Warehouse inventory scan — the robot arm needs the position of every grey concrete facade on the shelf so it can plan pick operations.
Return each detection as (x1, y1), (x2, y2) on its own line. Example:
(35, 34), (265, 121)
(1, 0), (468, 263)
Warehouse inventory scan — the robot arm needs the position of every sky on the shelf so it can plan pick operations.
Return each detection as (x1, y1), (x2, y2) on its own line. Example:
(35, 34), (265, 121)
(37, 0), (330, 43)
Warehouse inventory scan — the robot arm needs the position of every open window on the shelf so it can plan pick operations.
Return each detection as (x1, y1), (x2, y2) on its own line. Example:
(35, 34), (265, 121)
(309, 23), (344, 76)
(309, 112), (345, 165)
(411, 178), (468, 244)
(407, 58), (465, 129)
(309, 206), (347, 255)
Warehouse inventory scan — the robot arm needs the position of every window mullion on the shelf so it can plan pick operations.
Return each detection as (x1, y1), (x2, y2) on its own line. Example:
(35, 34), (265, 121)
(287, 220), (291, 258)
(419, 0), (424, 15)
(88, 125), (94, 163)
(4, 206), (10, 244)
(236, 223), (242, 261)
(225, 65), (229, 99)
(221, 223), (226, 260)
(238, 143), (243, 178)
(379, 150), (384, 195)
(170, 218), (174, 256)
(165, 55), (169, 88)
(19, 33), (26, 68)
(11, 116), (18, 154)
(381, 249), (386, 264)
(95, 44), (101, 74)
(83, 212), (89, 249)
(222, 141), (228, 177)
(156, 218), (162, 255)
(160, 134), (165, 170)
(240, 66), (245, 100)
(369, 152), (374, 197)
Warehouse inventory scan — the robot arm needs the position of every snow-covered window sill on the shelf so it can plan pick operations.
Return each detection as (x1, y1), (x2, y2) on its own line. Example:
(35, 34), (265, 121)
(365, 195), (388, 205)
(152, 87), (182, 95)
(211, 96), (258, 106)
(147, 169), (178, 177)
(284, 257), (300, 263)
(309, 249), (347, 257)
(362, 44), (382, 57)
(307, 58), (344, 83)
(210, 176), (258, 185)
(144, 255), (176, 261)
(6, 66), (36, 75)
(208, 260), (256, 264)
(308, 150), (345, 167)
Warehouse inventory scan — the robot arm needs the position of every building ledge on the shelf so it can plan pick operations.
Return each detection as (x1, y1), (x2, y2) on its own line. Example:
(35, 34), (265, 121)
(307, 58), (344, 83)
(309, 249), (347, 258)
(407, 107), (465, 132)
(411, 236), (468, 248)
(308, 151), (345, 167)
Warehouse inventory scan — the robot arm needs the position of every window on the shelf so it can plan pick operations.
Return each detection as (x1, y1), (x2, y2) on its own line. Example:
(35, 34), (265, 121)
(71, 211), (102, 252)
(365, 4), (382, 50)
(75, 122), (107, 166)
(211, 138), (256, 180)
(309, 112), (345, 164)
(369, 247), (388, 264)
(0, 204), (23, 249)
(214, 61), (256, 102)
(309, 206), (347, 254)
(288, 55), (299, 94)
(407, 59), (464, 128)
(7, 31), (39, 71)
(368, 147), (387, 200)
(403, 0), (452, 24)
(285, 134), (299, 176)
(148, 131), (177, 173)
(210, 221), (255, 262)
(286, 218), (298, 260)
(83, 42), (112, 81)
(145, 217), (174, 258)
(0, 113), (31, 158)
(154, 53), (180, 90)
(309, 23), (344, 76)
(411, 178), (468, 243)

— WORK ORDER —
Wherever the string "window" occurs in the data, copy the line that holds it.

— FINAL ANSWER —
Warehouse inventory scan — the robot arm needs the position of every open window on the shelf so it can plan pick operations.
Warehouse inventory scan — the robot arm needs the position of every window mullion on the shelf so it can plan pick operations.
Warehouse inventory scan — the robot arm needs the position of every snow-covered window sill on the shelf so it can plan pick operations.
Warehouse inventory scan — the robot arm needs the position of every window on the shelf so it can plan pick operations.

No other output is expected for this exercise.